- _Written task_
Pull out the rows below word for word, starting at the line that contains "Task — mark the patio" and ending at the last line of the rows.

━━━ Materials provided

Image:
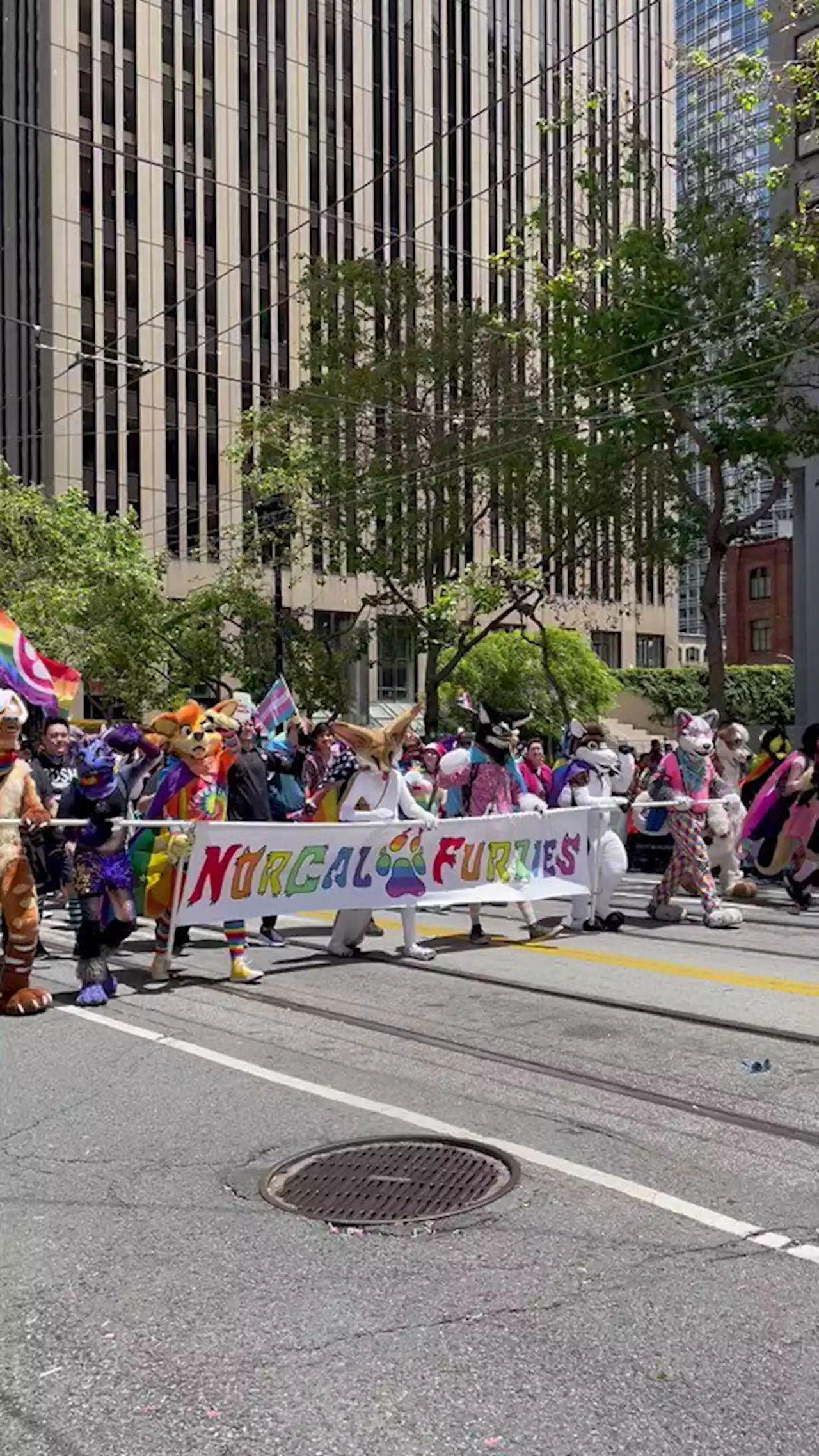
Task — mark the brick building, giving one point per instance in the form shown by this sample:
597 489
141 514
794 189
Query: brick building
759 602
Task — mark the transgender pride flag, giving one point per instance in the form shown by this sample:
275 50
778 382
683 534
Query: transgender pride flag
277 707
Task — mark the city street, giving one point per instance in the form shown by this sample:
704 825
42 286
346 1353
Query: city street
649 1284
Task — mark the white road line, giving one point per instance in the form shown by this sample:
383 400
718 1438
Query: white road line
694 1212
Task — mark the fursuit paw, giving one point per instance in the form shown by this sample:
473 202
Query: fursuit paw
241 972
161 967
742 890
27 1002
667 913
417 952
341 951
724 919
614 920
92 995
546 929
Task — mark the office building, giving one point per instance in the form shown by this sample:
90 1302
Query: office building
182 159
708 120
800 155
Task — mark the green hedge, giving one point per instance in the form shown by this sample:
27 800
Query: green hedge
756 695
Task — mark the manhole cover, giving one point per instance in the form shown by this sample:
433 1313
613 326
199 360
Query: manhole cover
390 1180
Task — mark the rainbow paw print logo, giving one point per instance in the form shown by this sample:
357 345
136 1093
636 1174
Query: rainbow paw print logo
402 860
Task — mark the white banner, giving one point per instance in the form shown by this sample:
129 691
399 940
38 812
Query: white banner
251 870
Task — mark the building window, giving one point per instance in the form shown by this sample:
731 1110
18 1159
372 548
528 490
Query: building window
759 584
807 123
396 660
608 647
761 636
651 650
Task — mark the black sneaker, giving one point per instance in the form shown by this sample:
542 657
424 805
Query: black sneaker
271 936
798 893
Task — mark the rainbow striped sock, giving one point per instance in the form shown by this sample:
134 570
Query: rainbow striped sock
236 938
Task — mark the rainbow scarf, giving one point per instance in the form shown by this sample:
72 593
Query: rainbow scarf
181 796
767 797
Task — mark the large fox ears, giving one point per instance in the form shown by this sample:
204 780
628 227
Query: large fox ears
396 732
12 707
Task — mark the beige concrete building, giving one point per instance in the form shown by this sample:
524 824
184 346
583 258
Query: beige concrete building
168 165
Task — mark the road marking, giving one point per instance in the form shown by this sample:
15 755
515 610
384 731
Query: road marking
694 1212
632 963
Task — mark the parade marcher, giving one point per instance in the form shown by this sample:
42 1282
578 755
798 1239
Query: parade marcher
764 830
287 752
381 790
774 749
104 878
319 760
201 748
731 759
52 769
688 774
534 771
483 780
248 800
422 780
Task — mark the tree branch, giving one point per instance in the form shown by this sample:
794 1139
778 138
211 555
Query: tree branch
467 641
684 422
747 523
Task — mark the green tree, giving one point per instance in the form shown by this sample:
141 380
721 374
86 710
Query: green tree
83 591
555 673
688 347
412 461
681 350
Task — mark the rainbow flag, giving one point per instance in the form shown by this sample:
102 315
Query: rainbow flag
66 682
22 669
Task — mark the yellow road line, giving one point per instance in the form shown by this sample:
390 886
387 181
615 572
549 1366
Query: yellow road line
630 963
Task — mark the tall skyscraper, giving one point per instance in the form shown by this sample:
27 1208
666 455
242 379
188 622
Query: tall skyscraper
708 121
179 161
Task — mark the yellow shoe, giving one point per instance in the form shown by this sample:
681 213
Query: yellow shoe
241 972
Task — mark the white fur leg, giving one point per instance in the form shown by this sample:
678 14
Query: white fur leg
348 932
667 913
581 912
613 865
724 919
411 948
161 967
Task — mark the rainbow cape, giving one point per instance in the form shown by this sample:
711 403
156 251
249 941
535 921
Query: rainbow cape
66 682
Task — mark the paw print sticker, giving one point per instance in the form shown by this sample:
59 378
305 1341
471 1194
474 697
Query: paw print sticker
403 862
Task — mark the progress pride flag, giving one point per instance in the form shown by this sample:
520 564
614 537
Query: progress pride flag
252 870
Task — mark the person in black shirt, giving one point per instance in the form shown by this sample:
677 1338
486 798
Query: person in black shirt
248 798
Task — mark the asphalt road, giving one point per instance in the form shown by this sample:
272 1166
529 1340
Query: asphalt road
651 1284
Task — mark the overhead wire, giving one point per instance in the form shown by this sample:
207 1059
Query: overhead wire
335 210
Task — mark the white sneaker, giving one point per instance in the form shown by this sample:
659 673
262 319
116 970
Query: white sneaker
241 972
417 952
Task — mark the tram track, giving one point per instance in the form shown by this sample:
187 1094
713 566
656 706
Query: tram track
757 1030
534 1066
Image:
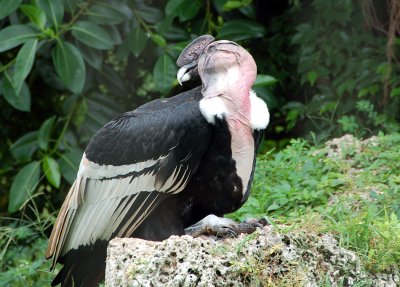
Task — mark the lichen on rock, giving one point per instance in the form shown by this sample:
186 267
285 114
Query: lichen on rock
264 258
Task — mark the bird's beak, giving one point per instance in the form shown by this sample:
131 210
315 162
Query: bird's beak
185 72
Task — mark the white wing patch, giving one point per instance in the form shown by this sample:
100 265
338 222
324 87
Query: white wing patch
96 171
259 118
211 108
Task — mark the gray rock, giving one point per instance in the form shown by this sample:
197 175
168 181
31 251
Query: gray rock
264 258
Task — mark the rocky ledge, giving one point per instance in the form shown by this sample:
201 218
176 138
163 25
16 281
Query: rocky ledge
264 258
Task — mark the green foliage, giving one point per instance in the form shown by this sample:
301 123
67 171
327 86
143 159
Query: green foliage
344 72
291 182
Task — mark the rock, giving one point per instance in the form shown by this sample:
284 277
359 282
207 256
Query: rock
264 258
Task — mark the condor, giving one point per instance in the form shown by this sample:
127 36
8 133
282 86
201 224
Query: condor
172 166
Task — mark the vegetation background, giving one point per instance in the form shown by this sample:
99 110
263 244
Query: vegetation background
326 68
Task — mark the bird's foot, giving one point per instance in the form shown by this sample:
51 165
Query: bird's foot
223 227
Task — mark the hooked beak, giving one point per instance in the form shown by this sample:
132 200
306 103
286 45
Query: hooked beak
185 72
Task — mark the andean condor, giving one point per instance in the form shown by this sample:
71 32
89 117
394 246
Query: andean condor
170 166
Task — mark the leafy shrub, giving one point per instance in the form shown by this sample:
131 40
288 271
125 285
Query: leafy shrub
354 195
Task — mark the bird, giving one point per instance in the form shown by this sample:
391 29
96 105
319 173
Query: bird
173 166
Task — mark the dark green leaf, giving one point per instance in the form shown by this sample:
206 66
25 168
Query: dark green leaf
35 15
8 7
264 80
70 66
45 132
71 5
150 14
114 33
23 64
312 77
395 92
114 83
92 56
80 112
164 73
137 40
21 101
92 35
189 9
69 164
238 30
25 146
51 171
172 6
24 185
54 10
109 13
15 35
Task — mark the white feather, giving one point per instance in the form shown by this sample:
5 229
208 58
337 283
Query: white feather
259 117
93 170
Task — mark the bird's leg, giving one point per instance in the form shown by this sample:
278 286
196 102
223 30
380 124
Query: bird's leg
222 227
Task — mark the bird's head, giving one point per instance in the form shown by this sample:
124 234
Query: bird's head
223 66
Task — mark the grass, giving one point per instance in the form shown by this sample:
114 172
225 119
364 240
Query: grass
354 195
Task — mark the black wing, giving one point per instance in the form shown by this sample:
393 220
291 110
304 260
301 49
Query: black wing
129 167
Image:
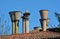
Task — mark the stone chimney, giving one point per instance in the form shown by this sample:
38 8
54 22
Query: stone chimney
25 22
15 16
43 20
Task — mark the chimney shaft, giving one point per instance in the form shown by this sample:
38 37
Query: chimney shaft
43 20
15 16
25 21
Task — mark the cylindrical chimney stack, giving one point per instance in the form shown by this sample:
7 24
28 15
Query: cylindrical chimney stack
25 21
15 16
43 20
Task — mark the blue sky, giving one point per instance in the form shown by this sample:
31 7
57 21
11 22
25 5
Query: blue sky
33 6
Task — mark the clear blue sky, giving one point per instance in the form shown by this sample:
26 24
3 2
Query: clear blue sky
33 6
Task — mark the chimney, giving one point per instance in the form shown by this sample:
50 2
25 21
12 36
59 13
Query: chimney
25 22
43 20
15 16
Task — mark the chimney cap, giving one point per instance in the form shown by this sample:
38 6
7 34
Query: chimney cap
14 11
43 10
23 17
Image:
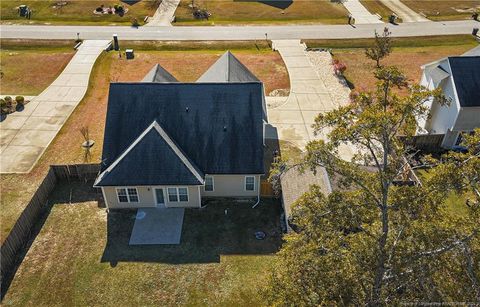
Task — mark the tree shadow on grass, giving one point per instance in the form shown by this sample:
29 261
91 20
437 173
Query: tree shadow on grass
207 233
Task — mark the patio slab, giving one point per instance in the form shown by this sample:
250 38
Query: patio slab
157 226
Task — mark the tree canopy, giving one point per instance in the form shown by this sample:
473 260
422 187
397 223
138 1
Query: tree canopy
377 240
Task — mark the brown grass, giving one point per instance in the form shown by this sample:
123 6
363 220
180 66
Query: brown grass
25 73
75 12
444 9
251 11
360 69
65 148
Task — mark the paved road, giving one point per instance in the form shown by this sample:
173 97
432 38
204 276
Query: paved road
27 134
403 11
235 32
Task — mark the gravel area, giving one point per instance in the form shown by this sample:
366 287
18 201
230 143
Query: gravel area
336 85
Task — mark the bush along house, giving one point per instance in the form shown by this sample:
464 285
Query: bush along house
172 144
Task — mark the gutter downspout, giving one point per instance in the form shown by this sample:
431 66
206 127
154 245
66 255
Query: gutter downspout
258 198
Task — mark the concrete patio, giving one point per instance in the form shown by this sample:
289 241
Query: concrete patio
157 226
26 134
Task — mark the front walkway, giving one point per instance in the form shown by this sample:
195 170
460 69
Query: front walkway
311 93
403 11
360 13
164 14
157 226
27 134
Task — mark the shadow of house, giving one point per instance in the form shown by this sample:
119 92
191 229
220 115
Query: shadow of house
278 4
207 233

━━━━━━

- _The completed task_
Task — mark the patio slab, giving one point per instance in the form shown by this sample:
250 38
Query: patio slab
157 226
Task — mark the tree canopy, giving one point per instance in the form shown by this sample:
473 260
422 187
397 223
138 1
Query: tree canopy
377 240
Task — mark the brown grass, giving one point per instance in the form shown by this sample:
123 6
363 220
180 66
Query: brown grass
25 73
75 12
444 9
251 11
360 69
65 148
Task — mark the paved road, giving one point per instance in the form shown by this sample:
173 97
432 38
204 276
Query: paved road
27 134
403 11
235 32
Task — mark the gravel area, giving one point per instance in the form shown by this sample:
366 287
18 201
230 143
Query: gravel area
336 85
Task — mark the bush along house, giving one point per instance in the form shown by this sample:
464 285
Query: bush along house
172 144
Task — mark the gutter downspout, giving one point per instance in the form shown by this sample:
431 66
206 127
154 245
66 255
Query: gutter downspout
258 198
Task — mark the concrete patio, giving one point per instance in the form shown by this sample:
289 241
Query: concrete patio
157 226
26 134
Task — mark the front walkway, giving one point per instance in the form shown by this sample:
195 170
460 69
Query: front walkway
311 93
403 11
360 13
164 14
157 226
27 134
Task — mark the shadow of house, giving one point per instance in the form shown by this sample:
119 92
191 229
220 115
Query: shadow of house
278 4
207 233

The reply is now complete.